Aim of the exercise >> Your task is to set down the records below again, exactly.

Data for this exercise >>
--- START ---
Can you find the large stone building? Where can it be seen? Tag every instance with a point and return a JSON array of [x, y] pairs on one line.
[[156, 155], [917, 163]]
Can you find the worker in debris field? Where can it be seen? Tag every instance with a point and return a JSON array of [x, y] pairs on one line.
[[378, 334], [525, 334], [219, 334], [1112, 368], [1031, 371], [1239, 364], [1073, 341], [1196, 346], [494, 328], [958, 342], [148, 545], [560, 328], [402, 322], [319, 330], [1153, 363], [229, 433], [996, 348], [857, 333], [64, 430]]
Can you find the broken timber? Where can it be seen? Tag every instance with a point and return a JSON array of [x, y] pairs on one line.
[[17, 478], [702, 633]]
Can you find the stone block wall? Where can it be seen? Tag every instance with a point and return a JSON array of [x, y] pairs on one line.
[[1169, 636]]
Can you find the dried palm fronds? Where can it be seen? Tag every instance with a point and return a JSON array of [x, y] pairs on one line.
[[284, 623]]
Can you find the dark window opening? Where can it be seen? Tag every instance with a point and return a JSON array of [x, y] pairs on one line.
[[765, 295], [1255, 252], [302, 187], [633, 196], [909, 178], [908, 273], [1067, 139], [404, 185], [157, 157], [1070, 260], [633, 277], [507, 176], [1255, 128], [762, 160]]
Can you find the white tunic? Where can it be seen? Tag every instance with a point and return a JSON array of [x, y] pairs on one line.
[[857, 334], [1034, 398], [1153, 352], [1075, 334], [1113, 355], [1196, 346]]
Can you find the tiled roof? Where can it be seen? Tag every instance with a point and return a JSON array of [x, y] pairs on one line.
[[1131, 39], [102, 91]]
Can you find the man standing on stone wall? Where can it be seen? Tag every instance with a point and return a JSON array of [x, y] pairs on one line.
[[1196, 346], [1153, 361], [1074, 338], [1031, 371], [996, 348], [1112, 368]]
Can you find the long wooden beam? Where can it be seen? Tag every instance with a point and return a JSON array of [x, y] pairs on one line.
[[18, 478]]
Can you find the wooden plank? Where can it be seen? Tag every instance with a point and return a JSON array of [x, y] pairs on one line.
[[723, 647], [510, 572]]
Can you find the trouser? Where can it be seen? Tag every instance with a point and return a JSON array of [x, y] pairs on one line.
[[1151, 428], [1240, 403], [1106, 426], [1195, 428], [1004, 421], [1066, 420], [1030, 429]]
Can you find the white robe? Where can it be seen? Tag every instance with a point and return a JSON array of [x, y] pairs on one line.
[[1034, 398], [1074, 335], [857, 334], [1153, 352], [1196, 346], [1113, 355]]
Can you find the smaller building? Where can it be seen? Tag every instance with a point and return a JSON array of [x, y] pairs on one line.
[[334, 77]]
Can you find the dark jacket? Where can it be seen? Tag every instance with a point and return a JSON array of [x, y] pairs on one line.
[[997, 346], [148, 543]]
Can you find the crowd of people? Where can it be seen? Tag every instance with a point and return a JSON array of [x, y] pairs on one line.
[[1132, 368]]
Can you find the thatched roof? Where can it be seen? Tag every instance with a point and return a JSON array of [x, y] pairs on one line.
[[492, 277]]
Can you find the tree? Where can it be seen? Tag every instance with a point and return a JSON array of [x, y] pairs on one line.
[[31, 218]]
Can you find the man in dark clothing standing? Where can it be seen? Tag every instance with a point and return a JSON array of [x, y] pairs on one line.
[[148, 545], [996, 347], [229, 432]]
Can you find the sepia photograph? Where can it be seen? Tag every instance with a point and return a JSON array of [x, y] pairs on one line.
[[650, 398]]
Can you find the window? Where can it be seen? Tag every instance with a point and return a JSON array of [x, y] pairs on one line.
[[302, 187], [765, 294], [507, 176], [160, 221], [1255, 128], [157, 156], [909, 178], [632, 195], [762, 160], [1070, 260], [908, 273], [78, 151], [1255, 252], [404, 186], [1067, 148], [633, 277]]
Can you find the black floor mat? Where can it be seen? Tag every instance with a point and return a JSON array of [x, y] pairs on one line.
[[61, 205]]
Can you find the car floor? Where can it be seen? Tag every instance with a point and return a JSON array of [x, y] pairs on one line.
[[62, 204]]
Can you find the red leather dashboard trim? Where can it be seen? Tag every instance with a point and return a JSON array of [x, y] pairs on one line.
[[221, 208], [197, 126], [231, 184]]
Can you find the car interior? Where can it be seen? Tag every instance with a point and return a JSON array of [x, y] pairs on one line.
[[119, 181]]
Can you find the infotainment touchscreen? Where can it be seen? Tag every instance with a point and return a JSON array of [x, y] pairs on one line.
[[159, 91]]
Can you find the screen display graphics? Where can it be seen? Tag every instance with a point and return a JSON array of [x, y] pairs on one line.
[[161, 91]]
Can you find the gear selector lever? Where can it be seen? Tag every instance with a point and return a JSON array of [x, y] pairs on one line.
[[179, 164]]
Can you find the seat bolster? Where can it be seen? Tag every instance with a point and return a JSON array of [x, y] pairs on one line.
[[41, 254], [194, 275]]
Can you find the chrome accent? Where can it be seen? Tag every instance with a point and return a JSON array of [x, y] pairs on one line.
--- END ---
Answer to this exercise >>
Can you find the large stone building? Where can it be seen? Tag every instance with a point and return a JSON array of [x, y] pairs on one line.
[[156, 155], [917, 163]]
Can you find the worker in debris field? Where can it be seen? Tag every instance with a point and return a JSON array of [x, y] pairs on one line.
[[378, 334], [525, 334], [219, 334], [1112, 368], [1031, 371], [1239, 364], [1073, 341], [1196, 346], [494, 328], [958, 342], [148, 545], [560, 328], [402, 322], [319, 330], [1153, 363], [229, 433], [996, 348], [857, 333], [64, 430]]
Can you find the broken timber? Where can it be seen? Tag every instance with a point and return a JSON array of [x, y] pairs on one line.
[[17, 478], [702, 633]]
Can you find the stone block wall? Where can it be seen? Tag every instance with a point and return a JSON array of [x, y] pairs on one line.
[[1169, 636]]
Can you find the dried palm fronds? Where can it be seen? Tag every instance with a point and return a JSON array of [x, y] pairs on one line.
[[284, 623]]
Can you find the dark window opening? Where can it be seen? Tag every instance with a point and return a JSON array of [x, y] pairs on one line.
[[765, 295], [1255, 252], [302, 187], [633, 196], [909, 178], [908, 273], [1067, 139], [404, 185], [157, 157], [1070, 260], [633, 277], [507, 176], [1255, 128], [762, 160]]
Can you find the white tunic? Where can it be seen? Tag every instance with a point and return a JSON array of [x, y] pairs on one line.
[[857, 334], [1034, 398], [1153, 352], [1075, 334], [1113, 355], [1196, 346]]
Can you find the tiled roof? Where can it be seen? Tag every instance with a point and return a JSON array of [x, y] pairs on one line.
[[1131, 39], [102, 91]]
Can you find the man standing on stone wall? Where can it be seen? Tag every instance with a point and return a JSON array of [x, y] pairs on one line.
[[1196, 346], [1153, 361], [1074, 338], [1031, 371], [996, 348], [1112, 368]]
Can you find the long wooden beam? Where can it be seen? Tag every instance with a point and return a JSON array of [x, y] pairs on one line.
[[18, 478]]
Can you find the wooden plank? Where can it be seen? Tag every instance with a point and return a JSON array of [x, y] pairs on one line.
[[723, 647], [510, 572]]
Can you find the trouser? Where can it be seen? Tag every instance with a point and return a JSON array of [x, y] pairs on one line.
[[1151, 428], [1240, 403], [1106, 426], [1195, 428], [1004, 421], [1066, 420], [1030, 429]]
Can you find the white robe? Where can it be seen? Tag every instance with a point and return a JSON array of [x, y] pairs on one line.
[[1034, 398], [1074, 335], [857, 334], [1153, 352], [1196, 346], [1113, 355]]
Can you find the smaller building? Where can it be seen? Tag every instance with a point and return a JSON array of [x, y] pairs on one line.
[[334, 77]]
Can you find the dark jacket? Where can it be seen? Tag every instance with a point and return a JSON array of [x, y] pairs on one line.
[[997, 346], [148, 543]]
Can you find the crowd of people? Where can it be seen? Tag every instance with a point and return a JSON array of [x, y] pairs on one line.
[[1132, 368]]
Can you find the thatched roof? Where can it be seen? Tag every instance with a point and return a JSON array of [x, y] pairs on one line.
[[492, 277]]
Can you find the tree? Where can it be seen? Tag every instance with a point and return a JSON array of [x, y] pairs on one line.
[[31, 218]]
Can you find the man in dark clothing standing? Where can it be seen? Tag every instance with a point and return a JSON array of [x, y] pairs on one line.
[[148, 545], [996, 347], [229, 432]]
Can you find the sepia photograph? Where can it be seen? Tag every instance with a point and return a JSON array of [x, y] pairs on one line.
[[650, 398]]
Can you find the window? Where can it be seen? Tag every instance with a point and return a JSON array of [x, y] pairs on one line.
[[302, 187], [765, 294], [507, 176], [160, 221], [1255, 128], [157, 156], [909, 178], [632, 195], [762, 160], [1070, 260], [908, 273], [78, 151], [1255, 252], [404, 186], [1067, 148], [633, 277]]
Can you find the black floor mat? Where can it be seen? Tag every instance with a point and return a JSON array of [x, y] pairs on one line.
[[61, 205]]
Can you find the car floor? Where can it be seen? Tag every instance with a point and return a JSON array of [x, y] pairs on one line.
[[62, 204]]
Can you find the red leather dashboard trim? Where can it be seen? Tag every instance with a point and return a JSON array of [x, y] pairs on one line.
[[221, 208], [197, 126], [231, 184]]
Can you find the car interior? Where can it be seen? Tag every instance with a point and return a JSON array of [x, y] pairs on one line.
[[119, 181]]
Can you find the infotainment touchscreen? Where can it be seen? Tag every instance with a point and return a JSON array of [x, y] pairs on one line.
[[159, 91]]
Can you find the screen display graphics? Where can it be seen? Tag every instance with a point and return a JSON array of [x, y] pairs on one line.
[[161, 91]]
Can you find the gear selector lever? Where can it be seen? Tag every instance with a point and return a JSON array of [x, y] pairs on one line.
[[179, 164]]
Can you find the seat bolster? Where can it be seen? Tag every instance with a point and return a JSON array of [x, y] pairs on one line.
[[41, 254], [194, 275]]
Can you find the chrome accent? Where can it be seen? Tag every instance with a point and return a JSON array of [x, y] pairs on one line.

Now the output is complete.